* **Exercise tasks**
a – List every figure reference that appears in the auxin text.
b – Please output the part of the auxin text from "See  www.curriculumonline.ie › ..." to "SCIENCE OF AUXINS ACTICITY INTRA- AND EXTRACELLULARY.", copying it character for character.

See  www.curriculumonline.ie › ... › Prescribed Activities  for similar approach to procedure, as well as note taking and laboratroy safety precautions.



THE SCIENCE OF AUXINS ACTICITY INTRA- AND EXTRACELLULARY. 

Auxin induces the expression of a specific family of genes that translate mRNA into polypeptides like transport proteins, enzymes to synthesis structural componants of the cell wall, or Aux/IAA repressors for proeolysis of damaged or excess protein. Auxins consist of an aromatic ring with a carboxyl acid side chain (Fig. 1). Indole-3-acetic acid (IAA) biosynthesis occurs in the cytosol of growing tissues, predominantly in shoot apex and meristematic regions, and may follow one of two pathways. A tryptophan-independent pathway does not require tryptophan (Fig. 2) auxin synthesis. A tryptophan-dependent pathway uses tryptophan as a precursor to IAA. Decarboxylation and transamination of tryptophan takes place, with either of the two biochemial process taking place first followed by the other. The newly synthesised IAA molecules move down the stem in a unidirectionly manner. Auxin enters the cell at the apical end through the plasma membrane via passive transport, no is ATP used. It exits via active transport in which ATP is used. Cell wall (pH~5) and cytoplasm (pH ~7) have an proton gradient which allows IAA to pick up a hyrdogn ion, thus becoming electrically neutral (IAAH), and move through the plasma membrane. Ionization of  IAAH in the neutral environment of the cytosol prevents passively exiting of the cell. Membrane bound carrier proteins at the basel end facilitate removal of IAA from the cell. IAA will again pick up a hydrogen ion, becoming IAAH, and passively move into the next cell below. This chemiotic diffusion is known as basipetal auxin transport or polar auxin transport (Fig. 3). A proton-pump (Fig. 4) is required to maintain pH gradient between intracellular and extracellular environment. The movement of hydrogen ions from the protoplast through the cell wall leads to increased proton concentration, lowering of pH and activation of expansin proteins. Expansin enzymes break the weak hydrogen bonds between cross-linking glycans and cellulose, producing a 'stress relaxation' effect, allowing elongation of microfibrils.

Saved data entries

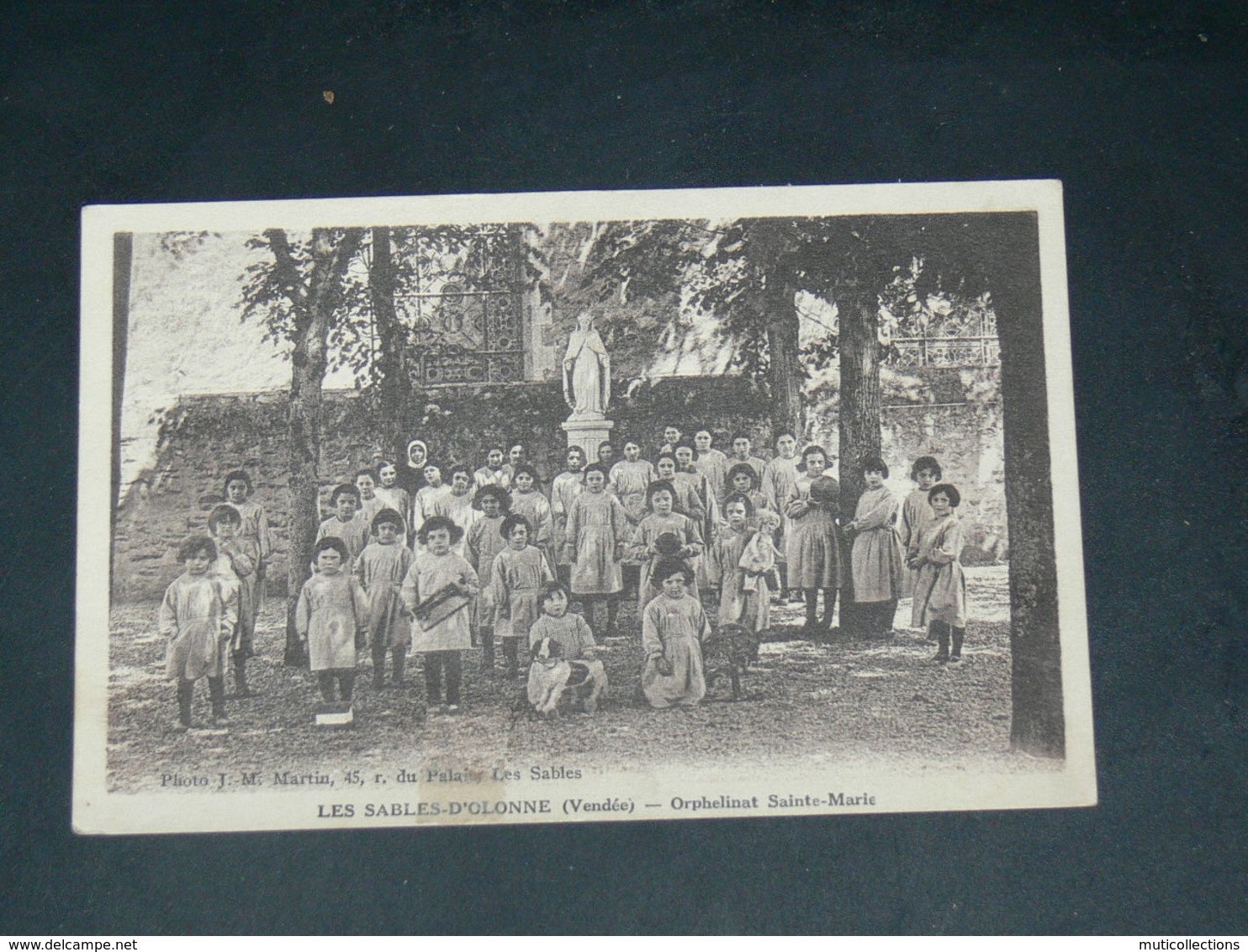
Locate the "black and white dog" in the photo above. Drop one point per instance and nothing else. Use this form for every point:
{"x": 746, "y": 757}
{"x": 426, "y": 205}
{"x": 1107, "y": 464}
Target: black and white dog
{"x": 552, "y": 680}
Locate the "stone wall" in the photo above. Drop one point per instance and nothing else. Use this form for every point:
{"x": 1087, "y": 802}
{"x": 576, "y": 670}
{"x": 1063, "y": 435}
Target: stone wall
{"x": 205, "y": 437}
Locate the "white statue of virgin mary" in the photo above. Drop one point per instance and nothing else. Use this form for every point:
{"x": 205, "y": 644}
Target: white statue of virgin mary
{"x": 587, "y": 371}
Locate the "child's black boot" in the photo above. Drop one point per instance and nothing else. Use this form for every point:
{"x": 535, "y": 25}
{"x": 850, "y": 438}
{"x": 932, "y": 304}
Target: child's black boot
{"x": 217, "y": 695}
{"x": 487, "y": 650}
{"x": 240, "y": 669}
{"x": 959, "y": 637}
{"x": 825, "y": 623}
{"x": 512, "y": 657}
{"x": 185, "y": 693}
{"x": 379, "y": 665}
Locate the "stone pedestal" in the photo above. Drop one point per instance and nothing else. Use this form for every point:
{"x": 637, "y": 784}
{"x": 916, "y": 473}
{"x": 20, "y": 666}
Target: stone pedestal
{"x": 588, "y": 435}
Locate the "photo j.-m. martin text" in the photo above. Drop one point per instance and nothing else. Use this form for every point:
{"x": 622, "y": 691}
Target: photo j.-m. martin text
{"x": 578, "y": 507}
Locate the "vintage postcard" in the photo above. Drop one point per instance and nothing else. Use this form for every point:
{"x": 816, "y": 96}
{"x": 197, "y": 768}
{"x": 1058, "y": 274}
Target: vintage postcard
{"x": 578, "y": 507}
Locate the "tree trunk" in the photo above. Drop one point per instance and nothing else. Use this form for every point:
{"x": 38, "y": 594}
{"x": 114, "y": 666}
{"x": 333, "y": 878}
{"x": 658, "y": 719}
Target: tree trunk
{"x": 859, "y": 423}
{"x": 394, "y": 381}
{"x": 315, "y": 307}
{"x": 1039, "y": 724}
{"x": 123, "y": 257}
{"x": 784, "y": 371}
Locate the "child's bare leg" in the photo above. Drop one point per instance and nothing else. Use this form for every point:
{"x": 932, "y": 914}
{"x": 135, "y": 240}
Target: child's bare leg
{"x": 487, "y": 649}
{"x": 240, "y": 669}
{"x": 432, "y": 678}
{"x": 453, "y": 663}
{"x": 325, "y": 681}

* **Numbered responses**
a – Fig. 1, Fig. 2, Fig. 3, Fig. 4

b –
See  www.curriculumonline.ie › ... › Prescribed Activities  for similar approach to procedure, as well as note taking and laboratroy safety precautions.



THE SCIENCE OF AUXINS ACTICITY INTRA- AND EXTRACELLULARY.